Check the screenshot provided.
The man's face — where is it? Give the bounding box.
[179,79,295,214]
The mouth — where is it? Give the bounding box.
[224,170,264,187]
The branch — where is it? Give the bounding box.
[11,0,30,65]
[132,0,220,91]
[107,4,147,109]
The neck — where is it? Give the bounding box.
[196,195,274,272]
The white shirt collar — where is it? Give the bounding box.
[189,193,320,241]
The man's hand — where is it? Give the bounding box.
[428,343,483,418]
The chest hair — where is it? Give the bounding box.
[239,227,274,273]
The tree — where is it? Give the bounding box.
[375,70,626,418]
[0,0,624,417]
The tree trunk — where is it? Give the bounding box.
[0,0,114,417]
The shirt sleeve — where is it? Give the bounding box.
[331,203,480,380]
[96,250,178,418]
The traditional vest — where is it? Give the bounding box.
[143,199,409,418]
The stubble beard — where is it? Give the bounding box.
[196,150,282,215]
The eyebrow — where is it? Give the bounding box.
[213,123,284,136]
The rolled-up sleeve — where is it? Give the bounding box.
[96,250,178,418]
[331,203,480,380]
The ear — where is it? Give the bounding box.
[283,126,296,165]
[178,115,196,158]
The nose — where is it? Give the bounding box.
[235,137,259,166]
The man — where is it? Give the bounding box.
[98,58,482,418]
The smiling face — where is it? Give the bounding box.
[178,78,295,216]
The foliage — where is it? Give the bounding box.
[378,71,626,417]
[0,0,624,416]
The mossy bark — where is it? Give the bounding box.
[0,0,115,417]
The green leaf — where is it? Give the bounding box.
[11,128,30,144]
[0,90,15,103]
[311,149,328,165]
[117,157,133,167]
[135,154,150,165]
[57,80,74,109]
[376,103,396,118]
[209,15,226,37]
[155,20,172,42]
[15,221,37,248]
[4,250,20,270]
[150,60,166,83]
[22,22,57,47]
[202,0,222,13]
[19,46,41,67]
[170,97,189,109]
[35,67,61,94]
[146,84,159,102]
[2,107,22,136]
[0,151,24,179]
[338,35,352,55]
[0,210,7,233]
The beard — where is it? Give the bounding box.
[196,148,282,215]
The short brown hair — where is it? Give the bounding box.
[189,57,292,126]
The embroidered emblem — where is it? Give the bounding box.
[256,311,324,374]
────────────────────────────────────────
**WRITTEN INSTRUCTION:**
Please format all the records above as a JSON list of strings, one string per line, leaving out any blank lines.

**EXPECTED ANSWER:**
[
  "Check the screenshot provided.",
  "The man's face — where is it? Give the bounding box.",
  "[179,79,295,214]",
  "The mouth — where is it? Give the bounding box.",
  "[224,170,264,187]",
  "The branch — where is it? Give the bounding box.",
  "[11,0,30,65]",
  "[132,0,220,91]",
  "[107,4,147,109]",
  "The neck — where is it? Give the bounding box.",
  "[196,195,274,272]",
  "The white shirt collar — where is it? Give the bounding box.",
  "[189,193,320,241]",
  "The man's hand — where is it? Give the bounding box.",
  "[428,343,483,418]",
  "The chest hair — where is it? Give the bounding box.",
  "[239,227,274,273]",
  "The tree — where is it? Give the bounding box.",
  "[375,70,626,418]",
  "[0,0,624,417]",
  "The tree trunk — where is it? Give the bounding box.",
  "[0,0,114,417]",
  "The shirt sleeve — where is it? Give the bounding box.",
  "[331,203,480,380]",
  "[96,250,178,418]",
  "The traditional vest — where is it? Give the bounding box.",
  "[143,199,409,418]",
  "The stubble beard — where is it? Give the bounding box.",
  "[196,150,282,215]",
  "The eyebrow — where is it? Give the bounding box.",
  "[213,123,284,136]",
  "The rolled-up sleeve — where is it? Give the bounding box.",
  "[96,250,178,418]",
  "[331,203,480,380]",
  "The ear — where is it? Give the bounding box.",
  "[283,126,296,165]",
  "[178,115,196,158]",
  "The nose — where is it? Give the bounding box.",
  "[235,137,259,166]",
  "The man — where is it? Give the bounding box.",
  "[98,58,482,418]",
  "The smiling face — where is it? Give the bounding box.",
  "[178,78,295,216]",
  "The foliage — where is it? Give the bounding box.",
  "[378,71,626,417]",
  "[0,0,624,416]",
  "The mossy bark — where is it? Give the bounding box.",
  "[0,0,115,417]",
  "The green leaf — where is it? Give the bounding box.",
  "[11,128,30,144]",
  "[0,90,15,103]",
  "[311,149,328,165]",
  "[117,157,133,167]",
  "[135,154,150,165]",
  "[57,80,74,109]",
  "[376,103,396,118]",
  "[209,15,226,37]",
  "[155,20,172,42]",
  "[15,221,37,248]",
  "[4,250,20,270]",
  "[150,60,166,83]",
  "[22,22,57,47]",
  "[202,0,222,13]",
  "[19,46,41,67]",
  "[170,97,189,109]",
  "[35,67,61,94]",
  "[146,84,159,102]",
  "[2,107,22,136]",
  "[0,151,24,179]",
  "[338,35,352,55]",
  "[0,210,7,233]",
  "The beard — where is it? Give the bounding box.",
  "[196,148,282,215]",
  "The short brown hair — where is it? Give the bounding box.",
  "[189,57,292,126]",
  "The embroidered emblem — where is it? Give the bounding box.",
  "[256,311,324,374]"
]